__Passage to read__:
My watch list  

Niall of the Nine Hostages

Niall of the Nine Hostages (Irish: Niall Noigíallach) was a High King of Ireland who was active from the mid 4th century into the early 5th century. The date of his death, according to medieval Irish sources, is c. 405. He is said to have made raids on the coastlines of Britannia and Gaul. The roughly contemporary dates have lead some to suggest a link with the kidnapping of Saint Patrick as a youth.[citation needed]

The fifth and youngest son of Eochaid Mugmedon, an Irish High King, and Cairenn Chasdubh (curly black), the enslaved daughter of Sachell Balb (Sachell the stammerer), a British king, he was the eponymous ancestor, through his sons Conall Gulban, Endae, Eógan, Coirpre, Lóegaire, Maine of Tethba, Conall Cremthainne and Fiachu Fiachrach, of the Uí Néill dynasties.



The sources for the details of Niall's life are genealogies of historical kings; the "Roll of Kings" section of the Lebor Gabála Érenn; Irish annals such as the Annals of the Four Masters and chronicles such as Seathrún Céitinn's Foras Feasa ar Éirinn; and legendary tales like The Adventure of the Sons of Eochaid Mugmedon and The Death of Niall of the Nine Hostages.

Early life

According to legend, Niall was the son of the High King Eochaid Mugmedon and his second wife, Cairenn, daughter of Sachell Balb, king of Britain in the year 385. When Cairenn became pregnant, Eochaid's first wife, Mongfind, was consumed with jealousy and made Cairenn do heavy work in the hope of forcing her to miscarry. Out of fear of Mongfind, Cairenn exposed her baby, but he was rescued and fostered by Torna the poet. Niall returned to Tara as an adult and rescued his mother from the heavy labour Mongfind had imposed on her.

__Data supplied__:
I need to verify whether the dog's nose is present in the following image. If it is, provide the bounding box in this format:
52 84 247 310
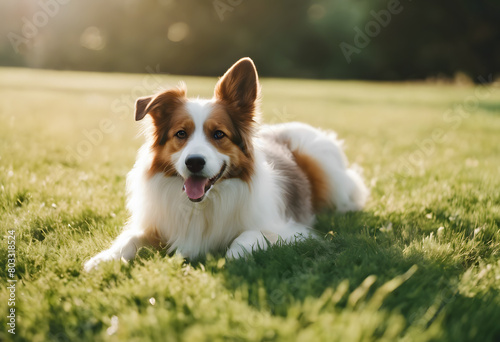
186 154 205 173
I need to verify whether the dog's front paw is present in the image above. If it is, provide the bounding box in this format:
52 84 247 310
83 250 120 272
226 243 251 259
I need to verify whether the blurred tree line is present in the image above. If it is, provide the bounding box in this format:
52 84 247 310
0 0 500 80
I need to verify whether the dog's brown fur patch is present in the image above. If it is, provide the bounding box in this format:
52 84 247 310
203 103 254 182
292 151 329 211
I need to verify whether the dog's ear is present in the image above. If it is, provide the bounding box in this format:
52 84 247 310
214 57 259 114
135 84 186 121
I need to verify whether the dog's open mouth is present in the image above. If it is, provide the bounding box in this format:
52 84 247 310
184 163 226 202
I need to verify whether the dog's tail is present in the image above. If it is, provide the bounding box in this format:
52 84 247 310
264 122 369 212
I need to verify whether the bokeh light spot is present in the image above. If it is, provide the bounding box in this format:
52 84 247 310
168 22 189 42
80 26 106 51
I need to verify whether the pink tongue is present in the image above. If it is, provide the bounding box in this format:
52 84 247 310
184 177 208 199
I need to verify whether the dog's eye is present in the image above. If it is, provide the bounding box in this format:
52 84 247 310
175 131 187 139
214 131 226 140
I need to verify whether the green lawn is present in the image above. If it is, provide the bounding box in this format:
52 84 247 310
0 69 500 342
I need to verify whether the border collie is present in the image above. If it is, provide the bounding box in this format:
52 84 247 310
84 58 368 271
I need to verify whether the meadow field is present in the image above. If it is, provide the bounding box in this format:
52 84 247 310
0 68 500 342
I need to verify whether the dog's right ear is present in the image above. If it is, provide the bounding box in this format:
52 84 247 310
135 83 186 121
135 96 153 121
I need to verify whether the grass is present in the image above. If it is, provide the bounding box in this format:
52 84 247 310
0 69 500 342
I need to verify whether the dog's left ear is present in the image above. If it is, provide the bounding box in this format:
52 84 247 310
214 57 259 115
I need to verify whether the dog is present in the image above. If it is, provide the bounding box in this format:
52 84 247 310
84 58 369 271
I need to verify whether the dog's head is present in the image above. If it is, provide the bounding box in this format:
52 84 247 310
135 58 259 202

__Work request A__: In the article on Niall of the Nine Hostages, give the stretch from "My watch list" through "Uí Néill dynasties." again, switching "Gaul" to "Armorica".
__Work request B__: Proceed with the article on Niall of the Nine Hostages, picking up after its final sentence.

__Written answer A__:
My watch list  

Niall of the Nine Hostages

Niall of the Nine Hostages (Irish: Niall Noigíallach) was a High King of Ireland who was active from the mid 4th century into the early 5th century. The date of his death, according to medieval Irish sources, is c. 405. He is said to have made raids on the coastlines of Britannia and Armorica. The roughly contemporary dates have lead some to suggest a link with the kidnapping of Saint Patrick as a youth.[citation needed]

The fifth and youngest son of Eochaid Mugmedon, an Irish High King, and Cairenn Chasdubh (curly black), the enslaved daughter of Sachell Balb (Sachell the stammerer), a British king, he was the eponymous ancestor, through his sons Conall Gulban, Endae, Eógan, Coirpre, Lóegaire, Maine of Tethba, Conall Cremthainne and Fiachu Fiachrach, of the Uí Néill dynasties.

__Written answer B__:
Mongfind demanded that Eochaid name a successor, hoping it would be one of her sons. Eochaid gave the task to a druid, Sithchenn, who devised a contest between the brothers, shutting them in a burning forge, telling them to save what they could, and judging them based on the objects with which they emerged. Niall, who emerged carrying an anvil, was deemed greater than Brion, with a sledgehammer, Fiachrae with bellows and a pail of beer, Ailill with a chest of weapons, and Fergus with a bundle of wood. Mongfind refused to accept the decision.

Sithchenn made the five brothers weapons and they went out hunting. Each brother in turn went looking for water, and found a well guarded by a hideous hag who demanded a kiss in return for water. Fergus and Ailill refused and returned empty-handed. Fiachra gave her a peck, but not enough to satisfy her. Only Niall kissed her properly, and she was revealed as a beautiful maiden, the Sovereignty of Ireland. She granted Niall not only water but the kingship for many generations. Fiachra was granted a minor royal line. After that, Mongfind's sons deferred to Niall.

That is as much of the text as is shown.